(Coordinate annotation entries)
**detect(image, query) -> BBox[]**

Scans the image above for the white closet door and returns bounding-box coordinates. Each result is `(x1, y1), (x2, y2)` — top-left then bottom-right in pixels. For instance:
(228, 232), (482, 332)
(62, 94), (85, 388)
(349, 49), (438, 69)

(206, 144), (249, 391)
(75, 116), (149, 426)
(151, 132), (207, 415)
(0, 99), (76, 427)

==

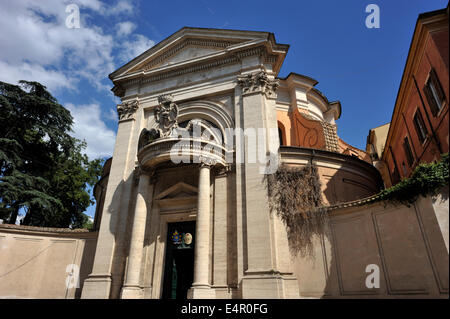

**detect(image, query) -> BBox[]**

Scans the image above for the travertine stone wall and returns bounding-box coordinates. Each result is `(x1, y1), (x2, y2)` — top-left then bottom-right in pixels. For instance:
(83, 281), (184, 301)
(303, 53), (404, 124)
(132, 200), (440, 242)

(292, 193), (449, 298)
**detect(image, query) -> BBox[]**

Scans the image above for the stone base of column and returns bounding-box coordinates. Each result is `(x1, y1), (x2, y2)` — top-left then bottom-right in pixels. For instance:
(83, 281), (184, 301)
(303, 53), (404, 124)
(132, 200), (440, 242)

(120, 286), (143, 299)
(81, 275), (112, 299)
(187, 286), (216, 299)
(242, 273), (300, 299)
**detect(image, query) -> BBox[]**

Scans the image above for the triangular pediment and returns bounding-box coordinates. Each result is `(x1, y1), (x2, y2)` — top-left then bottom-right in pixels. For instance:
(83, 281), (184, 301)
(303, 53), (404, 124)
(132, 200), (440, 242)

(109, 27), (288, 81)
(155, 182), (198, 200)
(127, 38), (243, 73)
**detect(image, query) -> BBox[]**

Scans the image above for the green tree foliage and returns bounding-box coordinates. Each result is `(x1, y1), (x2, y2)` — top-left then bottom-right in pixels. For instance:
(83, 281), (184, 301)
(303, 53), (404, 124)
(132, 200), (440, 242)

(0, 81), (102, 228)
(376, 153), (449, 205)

**What to do**
Find every line in the entries above that contains the word "Each" and copy all of those lines.

**Finished exercise**
Scans the image above for the white closet door and returns bounding-box coordinates. Each result is `(x1, y1), (x2, y2)` — top-left then bottom-right in pixels. For instance:
Scans the image above for the travertine stone wall and returns bounding-box coordinates. Each result is `(x1, y1), (x2, y2)` — top-left then bottom-right in pixels. For instance:
Scans the image above for the stone base of column and returns bounding-box coordinates. Each result is `(x1, y1), (x2, y2)` — top-left then bottom-right in pixels. For instance:
Scans the image above for the triangular pediment and returns bounding-box coordinates. Each result is `(x1, y1), (x2, y2)` — top-left then bottom-right in pixels. For instance:
Scans the image above for the green tree foliage and returns bounding-box coordinates. Each result is `(x1, y1), (x2, y2)` — top-left then bottom-right in pixels. For instance:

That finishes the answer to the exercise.